Return the line that contains "positive clicks: (456, 78)" plus every line after it to the end of the entries below, exactly as given, and stop there.

## ENTRIES SUPPLIED
────────────────
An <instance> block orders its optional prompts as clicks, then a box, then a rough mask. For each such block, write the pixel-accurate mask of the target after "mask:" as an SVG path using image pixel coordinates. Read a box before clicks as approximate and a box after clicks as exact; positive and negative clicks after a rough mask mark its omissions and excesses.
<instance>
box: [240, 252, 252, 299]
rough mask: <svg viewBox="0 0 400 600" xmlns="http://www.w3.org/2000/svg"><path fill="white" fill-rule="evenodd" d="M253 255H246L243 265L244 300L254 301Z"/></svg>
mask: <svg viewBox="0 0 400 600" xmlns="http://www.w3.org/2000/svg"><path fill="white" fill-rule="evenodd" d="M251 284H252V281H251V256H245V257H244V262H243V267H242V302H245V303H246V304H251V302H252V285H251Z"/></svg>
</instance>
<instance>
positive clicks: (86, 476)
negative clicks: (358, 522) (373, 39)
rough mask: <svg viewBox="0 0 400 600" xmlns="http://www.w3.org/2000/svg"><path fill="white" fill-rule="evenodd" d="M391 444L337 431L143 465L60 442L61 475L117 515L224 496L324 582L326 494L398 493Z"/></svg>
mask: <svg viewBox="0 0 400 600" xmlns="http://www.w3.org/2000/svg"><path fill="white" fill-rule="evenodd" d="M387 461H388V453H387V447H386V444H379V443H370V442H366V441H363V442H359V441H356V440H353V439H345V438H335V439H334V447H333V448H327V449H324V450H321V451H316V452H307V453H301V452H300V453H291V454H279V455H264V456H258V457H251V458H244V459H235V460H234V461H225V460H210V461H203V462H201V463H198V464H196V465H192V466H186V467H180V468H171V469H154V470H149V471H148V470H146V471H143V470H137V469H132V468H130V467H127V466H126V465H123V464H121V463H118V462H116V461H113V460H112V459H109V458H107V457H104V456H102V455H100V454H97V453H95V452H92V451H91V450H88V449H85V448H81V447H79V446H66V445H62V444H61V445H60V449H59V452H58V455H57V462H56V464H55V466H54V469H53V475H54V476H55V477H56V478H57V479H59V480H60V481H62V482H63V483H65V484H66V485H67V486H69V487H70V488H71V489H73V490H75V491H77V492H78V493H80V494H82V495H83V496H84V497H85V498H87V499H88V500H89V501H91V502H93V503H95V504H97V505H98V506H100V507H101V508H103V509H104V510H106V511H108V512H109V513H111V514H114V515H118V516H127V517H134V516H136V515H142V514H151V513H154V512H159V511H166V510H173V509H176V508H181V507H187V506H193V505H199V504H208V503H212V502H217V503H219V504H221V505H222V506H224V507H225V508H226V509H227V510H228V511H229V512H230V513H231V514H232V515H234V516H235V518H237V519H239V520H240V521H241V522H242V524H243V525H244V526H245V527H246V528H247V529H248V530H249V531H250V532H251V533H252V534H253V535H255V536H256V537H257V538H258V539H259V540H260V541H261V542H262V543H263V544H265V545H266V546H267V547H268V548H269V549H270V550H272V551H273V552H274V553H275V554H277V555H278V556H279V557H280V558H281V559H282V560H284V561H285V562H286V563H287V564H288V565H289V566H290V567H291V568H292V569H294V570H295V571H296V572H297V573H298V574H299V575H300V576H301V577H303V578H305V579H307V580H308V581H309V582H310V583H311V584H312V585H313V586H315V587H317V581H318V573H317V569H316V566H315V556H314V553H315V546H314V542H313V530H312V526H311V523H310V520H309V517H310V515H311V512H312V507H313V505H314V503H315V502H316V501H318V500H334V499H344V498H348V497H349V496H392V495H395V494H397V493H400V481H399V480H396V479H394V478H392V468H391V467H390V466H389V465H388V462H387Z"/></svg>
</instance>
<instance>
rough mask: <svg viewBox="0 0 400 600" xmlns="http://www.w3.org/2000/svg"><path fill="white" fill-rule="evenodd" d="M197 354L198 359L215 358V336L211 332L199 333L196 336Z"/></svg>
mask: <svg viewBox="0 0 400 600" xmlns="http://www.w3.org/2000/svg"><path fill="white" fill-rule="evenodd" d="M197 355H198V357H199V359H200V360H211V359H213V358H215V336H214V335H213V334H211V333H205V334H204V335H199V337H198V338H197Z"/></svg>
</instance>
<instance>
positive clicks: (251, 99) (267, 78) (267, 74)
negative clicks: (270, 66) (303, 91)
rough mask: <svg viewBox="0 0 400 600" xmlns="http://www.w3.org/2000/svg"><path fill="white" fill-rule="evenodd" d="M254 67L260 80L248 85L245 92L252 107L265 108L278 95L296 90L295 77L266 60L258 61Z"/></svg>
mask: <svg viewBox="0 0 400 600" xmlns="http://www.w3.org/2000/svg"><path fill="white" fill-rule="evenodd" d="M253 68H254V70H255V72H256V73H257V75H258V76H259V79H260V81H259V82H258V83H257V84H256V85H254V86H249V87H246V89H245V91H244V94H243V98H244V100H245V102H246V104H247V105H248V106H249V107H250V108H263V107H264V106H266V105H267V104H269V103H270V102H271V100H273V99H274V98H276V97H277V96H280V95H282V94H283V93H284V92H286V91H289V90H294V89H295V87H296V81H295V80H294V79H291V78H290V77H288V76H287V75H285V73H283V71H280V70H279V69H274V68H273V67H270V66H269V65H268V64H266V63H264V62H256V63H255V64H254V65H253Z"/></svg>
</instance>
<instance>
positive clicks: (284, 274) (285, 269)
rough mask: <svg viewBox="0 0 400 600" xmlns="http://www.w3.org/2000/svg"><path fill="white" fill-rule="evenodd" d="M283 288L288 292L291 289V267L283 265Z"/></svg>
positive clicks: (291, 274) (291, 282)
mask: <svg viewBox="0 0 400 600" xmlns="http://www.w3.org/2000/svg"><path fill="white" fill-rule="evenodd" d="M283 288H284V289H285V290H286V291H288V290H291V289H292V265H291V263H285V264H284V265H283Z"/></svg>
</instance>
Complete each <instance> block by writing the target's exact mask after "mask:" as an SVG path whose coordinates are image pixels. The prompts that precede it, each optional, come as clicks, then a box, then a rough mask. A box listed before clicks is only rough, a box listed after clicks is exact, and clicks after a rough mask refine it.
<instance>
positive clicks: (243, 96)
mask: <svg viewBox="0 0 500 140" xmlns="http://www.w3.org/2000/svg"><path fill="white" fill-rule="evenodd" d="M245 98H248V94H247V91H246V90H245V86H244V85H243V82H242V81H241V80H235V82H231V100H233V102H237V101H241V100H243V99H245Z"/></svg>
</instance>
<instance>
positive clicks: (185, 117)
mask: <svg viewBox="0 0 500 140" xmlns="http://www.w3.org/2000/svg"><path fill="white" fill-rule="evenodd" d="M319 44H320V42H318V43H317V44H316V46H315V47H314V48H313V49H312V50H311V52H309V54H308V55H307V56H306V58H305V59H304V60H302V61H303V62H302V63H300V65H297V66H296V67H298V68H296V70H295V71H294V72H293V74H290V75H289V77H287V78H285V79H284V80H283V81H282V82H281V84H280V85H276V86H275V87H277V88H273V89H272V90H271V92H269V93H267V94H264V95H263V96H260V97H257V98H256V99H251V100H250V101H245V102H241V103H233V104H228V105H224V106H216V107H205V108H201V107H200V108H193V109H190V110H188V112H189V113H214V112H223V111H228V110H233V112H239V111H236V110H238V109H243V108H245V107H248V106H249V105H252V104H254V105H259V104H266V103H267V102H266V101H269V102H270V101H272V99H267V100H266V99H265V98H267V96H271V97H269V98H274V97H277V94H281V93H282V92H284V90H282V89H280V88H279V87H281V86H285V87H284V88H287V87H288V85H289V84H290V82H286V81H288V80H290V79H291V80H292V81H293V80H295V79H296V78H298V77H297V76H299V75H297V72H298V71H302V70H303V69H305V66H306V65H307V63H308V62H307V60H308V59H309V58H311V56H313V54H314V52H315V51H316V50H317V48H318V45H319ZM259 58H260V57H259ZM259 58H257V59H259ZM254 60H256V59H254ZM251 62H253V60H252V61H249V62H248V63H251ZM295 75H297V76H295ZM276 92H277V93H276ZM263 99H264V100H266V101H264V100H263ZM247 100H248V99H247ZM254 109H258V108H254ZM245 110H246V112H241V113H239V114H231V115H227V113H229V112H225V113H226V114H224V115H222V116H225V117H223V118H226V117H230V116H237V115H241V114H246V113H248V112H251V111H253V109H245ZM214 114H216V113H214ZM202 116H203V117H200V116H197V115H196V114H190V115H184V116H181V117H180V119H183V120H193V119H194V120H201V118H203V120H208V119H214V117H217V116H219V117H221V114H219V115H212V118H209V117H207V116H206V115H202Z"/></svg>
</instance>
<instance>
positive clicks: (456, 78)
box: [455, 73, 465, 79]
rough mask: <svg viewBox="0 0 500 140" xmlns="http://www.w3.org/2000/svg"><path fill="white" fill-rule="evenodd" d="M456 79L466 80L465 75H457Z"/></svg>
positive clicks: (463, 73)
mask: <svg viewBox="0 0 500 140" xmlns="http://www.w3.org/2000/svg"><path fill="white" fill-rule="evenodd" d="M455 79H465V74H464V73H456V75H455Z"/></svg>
────────────────
## ANSWER TO THIS TASK
positive clicks: (456, 78)
box: [455, 73, 465, 79]
rough mask: <svg viewBox="0 0 500 140" xmlns="http://www.w3.org/2000/svg"><path fill="white" fill-rule="evenodd" d="M456 79L466 80L465 75H457Z"/></svg>
positive clicks: (463, 73)
mask: <svg viewBox="0 0 500 140" xmlns="http://www.w3.org/2000/svg"><path fill="white" fill-rule="evenodd" d="M455 79H465V74H464V73H456V75H455Z"/></svg>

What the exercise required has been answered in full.